### Task material

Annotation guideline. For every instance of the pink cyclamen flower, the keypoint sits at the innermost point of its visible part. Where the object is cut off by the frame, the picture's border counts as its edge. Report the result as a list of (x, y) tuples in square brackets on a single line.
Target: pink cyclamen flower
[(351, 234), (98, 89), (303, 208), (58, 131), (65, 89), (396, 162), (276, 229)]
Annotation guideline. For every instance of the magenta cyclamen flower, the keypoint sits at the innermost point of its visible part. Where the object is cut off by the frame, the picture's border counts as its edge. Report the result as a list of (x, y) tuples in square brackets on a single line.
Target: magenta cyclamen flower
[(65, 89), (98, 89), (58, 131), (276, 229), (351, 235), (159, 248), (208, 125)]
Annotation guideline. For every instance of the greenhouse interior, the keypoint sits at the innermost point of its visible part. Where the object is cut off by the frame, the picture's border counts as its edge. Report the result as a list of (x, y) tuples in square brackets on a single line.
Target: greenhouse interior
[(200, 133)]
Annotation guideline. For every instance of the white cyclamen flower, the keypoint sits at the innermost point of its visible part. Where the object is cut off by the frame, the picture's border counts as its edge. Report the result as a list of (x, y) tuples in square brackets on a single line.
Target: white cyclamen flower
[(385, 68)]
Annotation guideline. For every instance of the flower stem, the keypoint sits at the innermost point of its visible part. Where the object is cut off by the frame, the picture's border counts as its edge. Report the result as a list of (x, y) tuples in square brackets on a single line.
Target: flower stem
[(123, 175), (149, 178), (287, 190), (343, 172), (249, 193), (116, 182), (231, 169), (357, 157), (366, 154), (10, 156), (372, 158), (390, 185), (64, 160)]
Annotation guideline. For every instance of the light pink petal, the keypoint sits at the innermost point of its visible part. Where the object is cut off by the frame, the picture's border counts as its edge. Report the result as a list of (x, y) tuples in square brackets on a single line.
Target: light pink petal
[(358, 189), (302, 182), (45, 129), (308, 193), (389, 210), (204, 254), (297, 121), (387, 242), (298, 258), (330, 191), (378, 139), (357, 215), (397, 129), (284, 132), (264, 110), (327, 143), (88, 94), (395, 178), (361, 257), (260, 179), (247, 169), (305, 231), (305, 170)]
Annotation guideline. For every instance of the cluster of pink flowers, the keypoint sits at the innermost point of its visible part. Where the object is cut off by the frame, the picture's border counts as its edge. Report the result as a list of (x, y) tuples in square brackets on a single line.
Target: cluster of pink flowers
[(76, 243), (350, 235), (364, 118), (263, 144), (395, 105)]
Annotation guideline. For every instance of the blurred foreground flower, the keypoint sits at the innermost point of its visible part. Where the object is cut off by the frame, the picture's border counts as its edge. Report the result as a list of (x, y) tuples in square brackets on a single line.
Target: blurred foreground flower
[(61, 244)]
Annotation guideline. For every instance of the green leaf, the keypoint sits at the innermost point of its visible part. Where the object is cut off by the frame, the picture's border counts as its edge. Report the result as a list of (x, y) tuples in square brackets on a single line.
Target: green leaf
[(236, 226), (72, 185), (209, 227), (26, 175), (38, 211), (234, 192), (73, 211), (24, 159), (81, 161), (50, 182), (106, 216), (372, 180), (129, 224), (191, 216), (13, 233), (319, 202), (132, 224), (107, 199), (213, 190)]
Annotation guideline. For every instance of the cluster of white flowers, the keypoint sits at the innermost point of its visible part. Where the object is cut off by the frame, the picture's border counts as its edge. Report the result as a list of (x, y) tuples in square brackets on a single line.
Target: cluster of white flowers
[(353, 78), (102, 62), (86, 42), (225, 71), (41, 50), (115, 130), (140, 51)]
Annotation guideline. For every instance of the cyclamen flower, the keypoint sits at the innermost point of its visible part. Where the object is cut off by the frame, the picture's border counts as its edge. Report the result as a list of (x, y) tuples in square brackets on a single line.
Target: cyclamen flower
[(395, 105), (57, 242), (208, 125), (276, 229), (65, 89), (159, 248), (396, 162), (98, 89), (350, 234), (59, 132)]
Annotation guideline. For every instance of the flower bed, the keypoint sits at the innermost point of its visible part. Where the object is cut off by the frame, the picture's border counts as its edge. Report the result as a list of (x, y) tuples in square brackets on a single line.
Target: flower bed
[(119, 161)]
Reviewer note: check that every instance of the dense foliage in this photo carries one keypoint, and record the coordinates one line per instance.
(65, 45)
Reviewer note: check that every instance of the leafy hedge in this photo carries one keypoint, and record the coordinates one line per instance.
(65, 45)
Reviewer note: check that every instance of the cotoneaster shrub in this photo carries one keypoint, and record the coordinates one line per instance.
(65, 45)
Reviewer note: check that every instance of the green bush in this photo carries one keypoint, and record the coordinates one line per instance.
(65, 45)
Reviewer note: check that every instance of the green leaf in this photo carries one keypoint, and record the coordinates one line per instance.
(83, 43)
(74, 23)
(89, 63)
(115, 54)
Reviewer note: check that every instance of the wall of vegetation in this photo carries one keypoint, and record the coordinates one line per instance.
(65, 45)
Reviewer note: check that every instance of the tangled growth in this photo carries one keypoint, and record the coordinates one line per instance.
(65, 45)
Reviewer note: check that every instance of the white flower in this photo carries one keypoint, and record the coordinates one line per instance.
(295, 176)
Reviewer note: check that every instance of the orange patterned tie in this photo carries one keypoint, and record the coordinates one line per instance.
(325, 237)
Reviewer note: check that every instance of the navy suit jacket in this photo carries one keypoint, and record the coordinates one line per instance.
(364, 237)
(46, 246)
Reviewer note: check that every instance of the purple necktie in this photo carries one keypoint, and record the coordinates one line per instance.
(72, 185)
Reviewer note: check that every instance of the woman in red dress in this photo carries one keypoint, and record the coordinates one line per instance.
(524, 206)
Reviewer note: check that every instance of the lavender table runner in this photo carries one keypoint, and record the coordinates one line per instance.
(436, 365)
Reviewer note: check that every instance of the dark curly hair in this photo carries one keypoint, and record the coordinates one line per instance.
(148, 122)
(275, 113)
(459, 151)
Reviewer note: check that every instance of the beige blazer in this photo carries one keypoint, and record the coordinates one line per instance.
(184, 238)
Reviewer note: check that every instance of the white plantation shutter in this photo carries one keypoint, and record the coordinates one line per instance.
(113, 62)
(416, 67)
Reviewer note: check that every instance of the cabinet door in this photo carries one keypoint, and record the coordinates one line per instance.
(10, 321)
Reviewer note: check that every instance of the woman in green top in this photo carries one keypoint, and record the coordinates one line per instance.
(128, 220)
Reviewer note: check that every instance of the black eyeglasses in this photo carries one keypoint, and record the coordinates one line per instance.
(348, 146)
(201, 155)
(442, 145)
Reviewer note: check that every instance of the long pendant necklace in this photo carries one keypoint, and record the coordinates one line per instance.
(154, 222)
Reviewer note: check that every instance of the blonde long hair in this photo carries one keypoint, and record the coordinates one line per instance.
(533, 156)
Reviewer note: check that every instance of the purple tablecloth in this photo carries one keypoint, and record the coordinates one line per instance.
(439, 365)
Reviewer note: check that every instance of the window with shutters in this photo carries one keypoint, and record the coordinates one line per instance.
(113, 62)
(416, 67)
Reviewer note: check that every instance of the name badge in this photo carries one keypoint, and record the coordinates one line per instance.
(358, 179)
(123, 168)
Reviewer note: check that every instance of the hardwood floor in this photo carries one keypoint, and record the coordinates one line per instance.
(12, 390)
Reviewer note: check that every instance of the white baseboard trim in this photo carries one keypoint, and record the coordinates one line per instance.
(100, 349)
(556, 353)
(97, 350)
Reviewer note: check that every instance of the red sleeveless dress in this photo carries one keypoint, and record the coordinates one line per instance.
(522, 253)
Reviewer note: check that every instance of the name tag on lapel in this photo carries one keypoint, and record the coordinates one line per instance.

### Assigned task
Using the listing above, copy exactly the line that contains "Target: cluster of white flowers", the line that contains "Annotation guideline. For every instance of the cyclamen", and each line that falls between them.

### Completed task
Target: cluster of white flowers
[(353, 78), (102, 62), (86, 42), (225, 71), (41, 50), (115, 130), (140, 51)]
Annotation guideline. For every instance of the cyclamen flower, the keypoint sits at the innermost point of its visible part. Where the object is cut off by the frame, the picture's border counts as its edge. Report the result as a list of (x, y) tuples in square brackets on a single line.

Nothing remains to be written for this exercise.